(Dataset entries)
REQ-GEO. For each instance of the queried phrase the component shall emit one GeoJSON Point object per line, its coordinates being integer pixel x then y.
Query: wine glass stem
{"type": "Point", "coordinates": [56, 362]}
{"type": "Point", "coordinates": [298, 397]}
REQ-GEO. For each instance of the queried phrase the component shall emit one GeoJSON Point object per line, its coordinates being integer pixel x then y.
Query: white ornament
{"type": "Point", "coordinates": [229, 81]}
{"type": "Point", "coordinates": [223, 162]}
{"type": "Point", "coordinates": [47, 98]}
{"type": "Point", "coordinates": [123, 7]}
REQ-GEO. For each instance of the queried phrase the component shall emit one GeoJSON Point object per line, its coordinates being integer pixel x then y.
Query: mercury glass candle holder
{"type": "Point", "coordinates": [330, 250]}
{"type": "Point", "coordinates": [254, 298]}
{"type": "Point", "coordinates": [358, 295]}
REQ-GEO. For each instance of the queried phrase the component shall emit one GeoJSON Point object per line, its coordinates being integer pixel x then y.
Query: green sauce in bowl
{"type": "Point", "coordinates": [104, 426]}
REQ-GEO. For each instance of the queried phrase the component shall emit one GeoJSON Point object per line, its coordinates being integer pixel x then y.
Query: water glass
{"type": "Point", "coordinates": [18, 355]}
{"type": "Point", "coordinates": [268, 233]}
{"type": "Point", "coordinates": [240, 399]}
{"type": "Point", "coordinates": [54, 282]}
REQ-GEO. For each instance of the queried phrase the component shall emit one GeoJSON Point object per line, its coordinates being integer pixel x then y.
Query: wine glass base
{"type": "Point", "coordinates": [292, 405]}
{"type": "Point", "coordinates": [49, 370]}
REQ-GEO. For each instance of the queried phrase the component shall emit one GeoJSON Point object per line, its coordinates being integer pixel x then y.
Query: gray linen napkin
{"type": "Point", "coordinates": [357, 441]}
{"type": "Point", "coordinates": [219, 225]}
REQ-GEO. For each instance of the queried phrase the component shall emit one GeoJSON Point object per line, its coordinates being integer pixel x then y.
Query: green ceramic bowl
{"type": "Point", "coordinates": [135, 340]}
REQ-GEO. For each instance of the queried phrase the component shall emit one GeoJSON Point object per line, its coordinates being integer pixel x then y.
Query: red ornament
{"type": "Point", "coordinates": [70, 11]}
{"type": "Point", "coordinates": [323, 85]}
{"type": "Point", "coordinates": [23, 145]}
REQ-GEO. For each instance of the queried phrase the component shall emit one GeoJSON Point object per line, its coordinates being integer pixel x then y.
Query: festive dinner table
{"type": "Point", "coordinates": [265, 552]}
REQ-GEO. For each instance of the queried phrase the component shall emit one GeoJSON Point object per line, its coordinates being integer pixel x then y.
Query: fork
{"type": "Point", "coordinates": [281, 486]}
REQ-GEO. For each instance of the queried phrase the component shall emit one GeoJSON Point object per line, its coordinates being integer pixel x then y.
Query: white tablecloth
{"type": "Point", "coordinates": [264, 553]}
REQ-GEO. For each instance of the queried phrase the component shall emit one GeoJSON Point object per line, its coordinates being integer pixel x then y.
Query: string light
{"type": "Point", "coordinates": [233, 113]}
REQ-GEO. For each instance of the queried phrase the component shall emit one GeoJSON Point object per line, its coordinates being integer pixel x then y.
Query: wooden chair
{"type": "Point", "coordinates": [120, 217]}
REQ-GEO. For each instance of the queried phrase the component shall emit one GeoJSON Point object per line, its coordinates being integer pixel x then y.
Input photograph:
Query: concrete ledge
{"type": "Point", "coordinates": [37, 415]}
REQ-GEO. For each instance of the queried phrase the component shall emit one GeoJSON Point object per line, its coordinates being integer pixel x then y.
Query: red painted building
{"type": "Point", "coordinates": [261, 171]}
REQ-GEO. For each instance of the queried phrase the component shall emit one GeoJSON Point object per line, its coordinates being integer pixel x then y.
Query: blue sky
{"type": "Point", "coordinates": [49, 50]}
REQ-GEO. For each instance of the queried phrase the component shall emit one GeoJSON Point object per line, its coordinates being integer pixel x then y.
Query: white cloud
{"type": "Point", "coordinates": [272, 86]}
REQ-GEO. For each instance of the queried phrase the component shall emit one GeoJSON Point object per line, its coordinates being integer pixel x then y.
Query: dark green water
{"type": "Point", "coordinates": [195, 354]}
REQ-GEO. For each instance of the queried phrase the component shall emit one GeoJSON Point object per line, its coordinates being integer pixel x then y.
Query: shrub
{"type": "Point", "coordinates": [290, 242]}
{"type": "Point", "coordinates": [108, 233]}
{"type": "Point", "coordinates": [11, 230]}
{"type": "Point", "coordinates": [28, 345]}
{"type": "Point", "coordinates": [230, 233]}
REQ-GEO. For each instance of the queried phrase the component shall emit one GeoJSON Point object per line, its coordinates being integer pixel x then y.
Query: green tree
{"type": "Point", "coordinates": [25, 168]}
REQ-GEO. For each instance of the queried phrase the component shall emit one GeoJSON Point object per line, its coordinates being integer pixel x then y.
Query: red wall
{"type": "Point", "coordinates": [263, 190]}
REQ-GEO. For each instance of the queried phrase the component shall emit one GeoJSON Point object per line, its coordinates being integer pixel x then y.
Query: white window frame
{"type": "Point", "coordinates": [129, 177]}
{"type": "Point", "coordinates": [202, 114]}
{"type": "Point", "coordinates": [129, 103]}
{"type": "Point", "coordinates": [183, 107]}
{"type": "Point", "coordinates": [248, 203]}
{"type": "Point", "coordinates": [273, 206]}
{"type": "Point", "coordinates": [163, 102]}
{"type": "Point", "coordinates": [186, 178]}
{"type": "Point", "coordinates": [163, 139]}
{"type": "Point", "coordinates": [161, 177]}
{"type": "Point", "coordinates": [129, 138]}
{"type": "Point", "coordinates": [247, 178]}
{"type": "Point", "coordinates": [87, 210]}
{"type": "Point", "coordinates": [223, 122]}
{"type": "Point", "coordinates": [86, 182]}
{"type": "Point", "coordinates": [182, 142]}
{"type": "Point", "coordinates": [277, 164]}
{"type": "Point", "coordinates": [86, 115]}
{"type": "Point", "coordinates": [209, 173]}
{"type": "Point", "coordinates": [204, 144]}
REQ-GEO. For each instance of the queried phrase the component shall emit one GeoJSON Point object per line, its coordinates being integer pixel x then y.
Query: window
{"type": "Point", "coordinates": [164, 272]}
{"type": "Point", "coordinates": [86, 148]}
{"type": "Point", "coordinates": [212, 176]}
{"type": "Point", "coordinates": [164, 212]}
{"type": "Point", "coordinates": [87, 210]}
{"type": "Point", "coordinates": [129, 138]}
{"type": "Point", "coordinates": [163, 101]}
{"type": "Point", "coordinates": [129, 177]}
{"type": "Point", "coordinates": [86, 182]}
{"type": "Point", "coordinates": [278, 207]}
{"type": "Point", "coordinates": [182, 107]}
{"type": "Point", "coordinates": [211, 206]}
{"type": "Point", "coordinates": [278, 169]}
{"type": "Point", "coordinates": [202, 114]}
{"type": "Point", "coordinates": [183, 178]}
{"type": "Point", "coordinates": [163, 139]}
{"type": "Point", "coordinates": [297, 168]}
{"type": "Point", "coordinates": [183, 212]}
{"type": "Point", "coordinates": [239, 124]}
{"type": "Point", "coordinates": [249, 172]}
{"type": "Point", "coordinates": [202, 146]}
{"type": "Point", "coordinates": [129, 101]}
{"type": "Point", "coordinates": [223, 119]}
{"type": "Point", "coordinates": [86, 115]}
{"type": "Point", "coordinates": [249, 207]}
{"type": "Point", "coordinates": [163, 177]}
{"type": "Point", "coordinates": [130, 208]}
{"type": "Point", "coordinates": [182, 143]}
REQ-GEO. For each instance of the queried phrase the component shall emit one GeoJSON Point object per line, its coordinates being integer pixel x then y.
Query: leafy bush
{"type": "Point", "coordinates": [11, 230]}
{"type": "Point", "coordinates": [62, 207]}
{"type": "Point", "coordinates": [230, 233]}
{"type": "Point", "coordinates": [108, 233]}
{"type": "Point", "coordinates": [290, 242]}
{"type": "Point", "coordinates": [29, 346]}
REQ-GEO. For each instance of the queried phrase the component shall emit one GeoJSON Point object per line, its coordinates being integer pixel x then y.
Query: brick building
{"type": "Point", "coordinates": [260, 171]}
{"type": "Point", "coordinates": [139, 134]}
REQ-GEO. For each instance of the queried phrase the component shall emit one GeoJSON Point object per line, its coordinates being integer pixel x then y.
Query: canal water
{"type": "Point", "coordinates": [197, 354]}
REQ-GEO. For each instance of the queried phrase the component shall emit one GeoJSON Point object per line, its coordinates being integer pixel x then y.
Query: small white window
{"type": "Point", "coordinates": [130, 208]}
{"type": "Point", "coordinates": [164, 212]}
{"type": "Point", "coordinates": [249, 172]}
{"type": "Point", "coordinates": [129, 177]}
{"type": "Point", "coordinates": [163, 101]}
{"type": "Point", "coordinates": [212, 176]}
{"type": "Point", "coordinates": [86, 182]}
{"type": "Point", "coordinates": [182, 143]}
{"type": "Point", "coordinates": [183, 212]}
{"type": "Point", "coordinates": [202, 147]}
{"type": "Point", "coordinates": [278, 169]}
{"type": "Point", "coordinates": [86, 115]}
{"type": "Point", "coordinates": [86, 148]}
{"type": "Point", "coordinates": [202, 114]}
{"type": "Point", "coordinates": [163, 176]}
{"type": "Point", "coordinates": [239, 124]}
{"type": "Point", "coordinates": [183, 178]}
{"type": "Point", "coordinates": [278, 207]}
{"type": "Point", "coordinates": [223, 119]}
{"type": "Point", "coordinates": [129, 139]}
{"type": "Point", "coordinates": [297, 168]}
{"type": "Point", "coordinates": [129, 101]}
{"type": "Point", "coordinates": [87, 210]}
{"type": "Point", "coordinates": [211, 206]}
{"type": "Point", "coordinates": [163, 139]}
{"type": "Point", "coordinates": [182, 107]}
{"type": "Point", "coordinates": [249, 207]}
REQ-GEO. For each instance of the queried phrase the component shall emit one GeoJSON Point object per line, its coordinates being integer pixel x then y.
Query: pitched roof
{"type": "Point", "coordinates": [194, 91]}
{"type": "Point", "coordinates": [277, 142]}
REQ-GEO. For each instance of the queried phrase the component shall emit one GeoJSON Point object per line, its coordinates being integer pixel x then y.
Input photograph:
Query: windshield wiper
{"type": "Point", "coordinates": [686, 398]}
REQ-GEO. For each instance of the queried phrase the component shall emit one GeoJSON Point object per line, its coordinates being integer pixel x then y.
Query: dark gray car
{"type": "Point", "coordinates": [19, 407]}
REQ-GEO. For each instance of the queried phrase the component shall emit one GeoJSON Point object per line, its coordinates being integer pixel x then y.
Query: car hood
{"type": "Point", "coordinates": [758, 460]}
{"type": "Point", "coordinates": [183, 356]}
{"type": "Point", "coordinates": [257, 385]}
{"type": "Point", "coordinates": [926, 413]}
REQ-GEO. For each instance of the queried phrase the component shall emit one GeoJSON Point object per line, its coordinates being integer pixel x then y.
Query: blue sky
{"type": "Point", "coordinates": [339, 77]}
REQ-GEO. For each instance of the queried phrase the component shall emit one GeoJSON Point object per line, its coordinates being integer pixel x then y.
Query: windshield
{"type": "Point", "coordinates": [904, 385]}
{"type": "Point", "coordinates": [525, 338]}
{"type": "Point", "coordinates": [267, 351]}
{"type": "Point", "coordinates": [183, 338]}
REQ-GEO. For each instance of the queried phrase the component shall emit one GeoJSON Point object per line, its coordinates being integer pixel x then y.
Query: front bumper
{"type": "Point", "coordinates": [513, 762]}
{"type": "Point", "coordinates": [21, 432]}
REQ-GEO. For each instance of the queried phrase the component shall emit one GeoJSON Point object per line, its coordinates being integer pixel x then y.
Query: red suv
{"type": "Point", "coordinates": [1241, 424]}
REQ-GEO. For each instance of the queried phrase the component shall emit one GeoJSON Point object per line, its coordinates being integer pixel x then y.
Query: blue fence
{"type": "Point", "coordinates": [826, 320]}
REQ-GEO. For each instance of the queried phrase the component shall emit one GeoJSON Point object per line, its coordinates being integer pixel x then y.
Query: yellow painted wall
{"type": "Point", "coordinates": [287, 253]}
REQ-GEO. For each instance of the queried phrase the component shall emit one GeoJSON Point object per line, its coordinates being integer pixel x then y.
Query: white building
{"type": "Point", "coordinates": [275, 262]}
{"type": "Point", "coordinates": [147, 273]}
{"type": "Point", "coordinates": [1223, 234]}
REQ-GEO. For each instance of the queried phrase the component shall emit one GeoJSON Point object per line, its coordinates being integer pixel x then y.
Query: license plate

# What the task requires:
Select each line of the listing above that contains the string "window". Case counts.

# Exercise solution:
Query: white window frame
Query: window
Query: small white window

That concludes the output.